§ **Information supplied**
++++++++++

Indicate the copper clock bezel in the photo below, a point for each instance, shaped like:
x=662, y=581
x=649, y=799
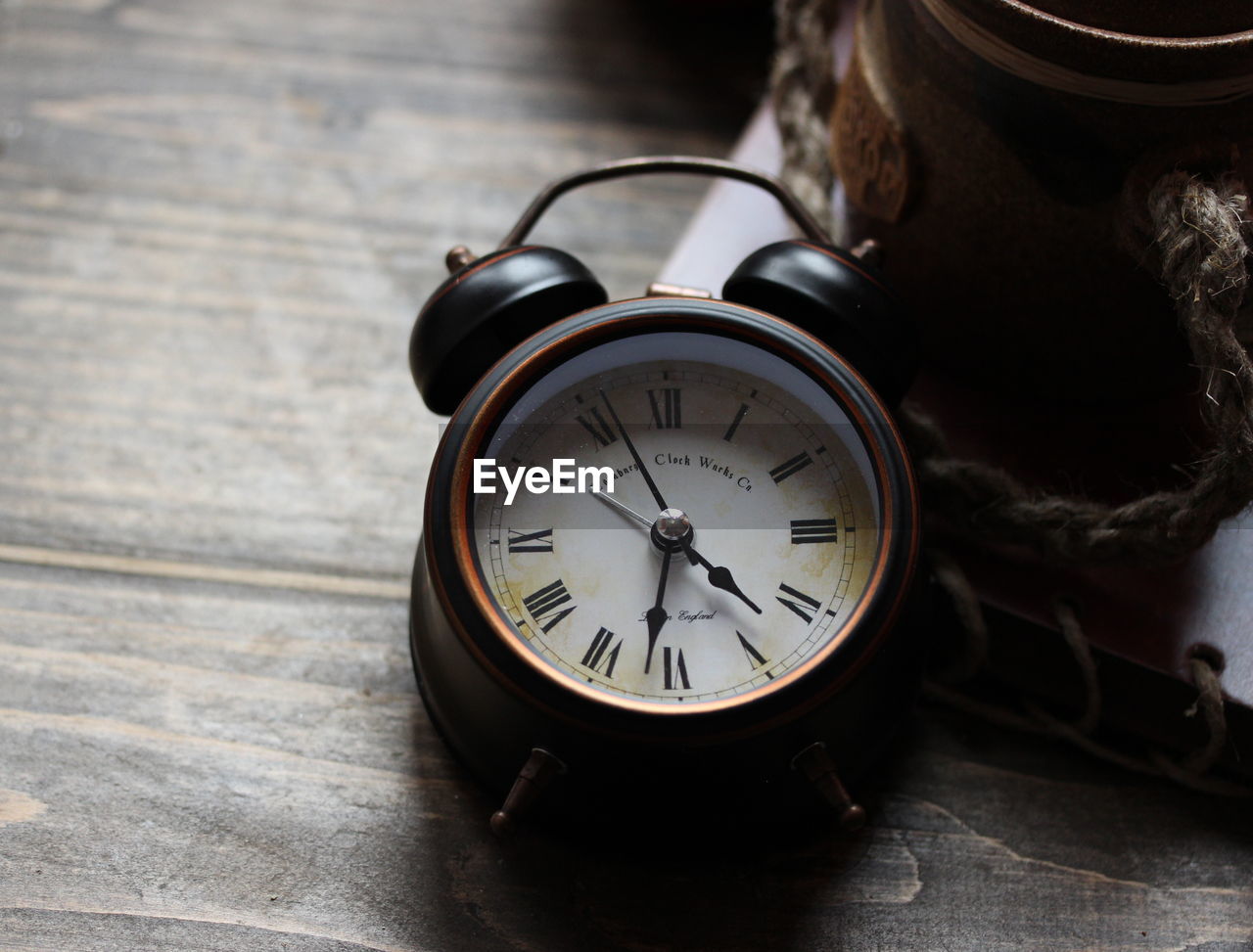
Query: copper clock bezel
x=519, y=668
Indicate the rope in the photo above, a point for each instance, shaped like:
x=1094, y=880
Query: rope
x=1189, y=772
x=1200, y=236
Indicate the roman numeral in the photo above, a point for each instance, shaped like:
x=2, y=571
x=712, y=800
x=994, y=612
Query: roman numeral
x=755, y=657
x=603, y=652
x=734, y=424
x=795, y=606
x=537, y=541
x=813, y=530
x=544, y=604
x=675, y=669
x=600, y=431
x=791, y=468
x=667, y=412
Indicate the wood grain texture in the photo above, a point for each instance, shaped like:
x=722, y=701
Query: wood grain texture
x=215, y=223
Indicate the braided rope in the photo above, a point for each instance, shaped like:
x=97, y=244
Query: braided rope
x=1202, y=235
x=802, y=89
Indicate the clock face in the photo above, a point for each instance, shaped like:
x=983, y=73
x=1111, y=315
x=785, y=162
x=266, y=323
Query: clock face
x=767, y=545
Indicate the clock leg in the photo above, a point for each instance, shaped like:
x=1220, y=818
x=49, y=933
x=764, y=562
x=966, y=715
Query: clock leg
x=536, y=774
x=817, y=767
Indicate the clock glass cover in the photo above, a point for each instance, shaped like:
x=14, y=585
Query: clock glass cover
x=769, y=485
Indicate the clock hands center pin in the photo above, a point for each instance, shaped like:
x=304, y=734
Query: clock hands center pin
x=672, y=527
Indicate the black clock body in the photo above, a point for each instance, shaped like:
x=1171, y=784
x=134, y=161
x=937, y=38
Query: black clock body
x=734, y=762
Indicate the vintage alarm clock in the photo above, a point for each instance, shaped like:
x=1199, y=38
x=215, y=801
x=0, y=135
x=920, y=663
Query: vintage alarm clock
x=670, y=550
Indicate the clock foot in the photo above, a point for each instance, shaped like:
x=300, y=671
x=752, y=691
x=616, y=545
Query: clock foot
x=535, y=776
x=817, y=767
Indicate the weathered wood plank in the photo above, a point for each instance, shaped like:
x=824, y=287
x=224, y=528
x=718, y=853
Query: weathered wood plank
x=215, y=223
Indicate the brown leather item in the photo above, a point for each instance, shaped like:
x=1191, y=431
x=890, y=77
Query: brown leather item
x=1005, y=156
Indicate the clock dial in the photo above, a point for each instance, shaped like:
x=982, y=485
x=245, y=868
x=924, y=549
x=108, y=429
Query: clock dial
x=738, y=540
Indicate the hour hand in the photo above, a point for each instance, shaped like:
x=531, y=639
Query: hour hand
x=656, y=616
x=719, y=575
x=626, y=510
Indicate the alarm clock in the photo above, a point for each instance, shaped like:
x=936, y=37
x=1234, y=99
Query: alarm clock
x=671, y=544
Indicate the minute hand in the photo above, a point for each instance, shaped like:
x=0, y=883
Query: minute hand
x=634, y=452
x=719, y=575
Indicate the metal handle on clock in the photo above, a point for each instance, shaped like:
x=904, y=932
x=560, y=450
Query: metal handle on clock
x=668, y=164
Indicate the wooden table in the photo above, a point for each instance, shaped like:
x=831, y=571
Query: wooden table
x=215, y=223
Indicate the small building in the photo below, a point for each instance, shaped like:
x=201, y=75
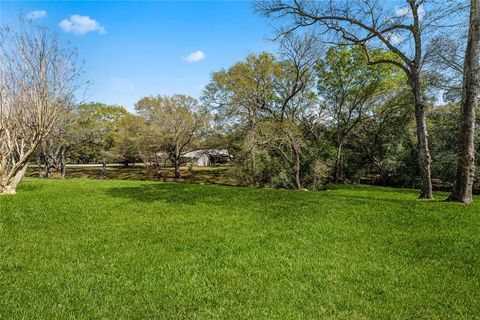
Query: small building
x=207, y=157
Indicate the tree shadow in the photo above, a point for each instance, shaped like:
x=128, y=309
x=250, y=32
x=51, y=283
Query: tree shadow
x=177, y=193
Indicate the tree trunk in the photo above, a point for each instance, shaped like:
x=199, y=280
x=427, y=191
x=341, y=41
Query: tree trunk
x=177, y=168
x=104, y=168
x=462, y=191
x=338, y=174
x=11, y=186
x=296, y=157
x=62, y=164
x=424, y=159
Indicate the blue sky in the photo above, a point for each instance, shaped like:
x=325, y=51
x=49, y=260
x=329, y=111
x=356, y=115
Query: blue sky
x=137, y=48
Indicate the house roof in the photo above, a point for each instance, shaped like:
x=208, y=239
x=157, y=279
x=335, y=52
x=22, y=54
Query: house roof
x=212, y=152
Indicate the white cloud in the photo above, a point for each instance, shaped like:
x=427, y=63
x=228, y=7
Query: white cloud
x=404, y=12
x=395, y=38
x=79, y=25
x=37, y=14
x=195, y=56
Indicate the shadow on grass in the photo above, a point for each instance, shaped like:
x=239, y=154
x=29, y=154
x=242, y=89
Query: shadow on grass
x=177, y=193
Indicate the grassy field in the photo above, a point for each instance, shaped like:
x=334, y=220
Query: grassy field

++++++++++

§ **Required task**
Turn the lines into a JSON list of strings, one string per line and no blank lines, starting at the line that contains "Indicate the small" and ending at the last line. Leave the pictures out.

§ **Complete response**
[
  "Indicate the small building in the photo below, a point for each instance, shaped like:",
  "x=201, y=75",
  "Query: small building",
  "x=207, y=157",
  "Indicate the tree shadow in the photo above, a point for each instance, shaped like:",
  "x=128, y=309",
  "x=250, y=32",
  "x=51, y=283",
  "Query: tree shadow",
  "x=177, y=193",
  "Indicate the tree trunk in the photo above, a point for each instance, shaped like:",
  "x=199, y=280",
  "x=427, y=191",
  "x=341, y=41",
  "Query: tree trunk",
  "x=177, y=168",
  "x=104, y=168",
  "x=462, y=191",
  "x=338, y=174",
  "x=11, y=186",
  "x=296, y=157",
  "x=62, y=164",
  "x=424, y=159",
  "Indicate the blue sky in the photo above, a point for each instance, shaped like:",
  "x=325, y=51",
  "x=49, y=260",
  "x=329, y=111",
  "x=356, y=115",
  "Query: blue sky",
  "x=137, y=48",
  "Indicate the house roof in the photo above, a point for each instance, shaped like:",
  "x=208, y=239",
  "x=157, y=279",
  "x=335, y=52",
  "x=22, y=54",
  "Query: house roof",
  "x=212, y=152",
  "Indicate the white cloud in the photo above, a point for each instance, shaped like:",
  "x=427, y=63",
  "x=228, y=7",
  "Query: white cloud",
  "x=404, y=12",
  "x=395, y=38",
  "x=79, y=25",
  "x=37, y=14",
  "x=195, y=56",
  "Indicate the shadow on grass in the photo above, a point for each instance, shaped like:",
  "x=239, y=154",
  "x=29, y=154",
  "x=242, y=89",
  "Query: shadow on grass",
  "x=177, y=193",
  "Indicate the grassy field in the photo above, a point for each instance, shaped like:",
  "x=334, y=220",
  "Query: grassy field"
]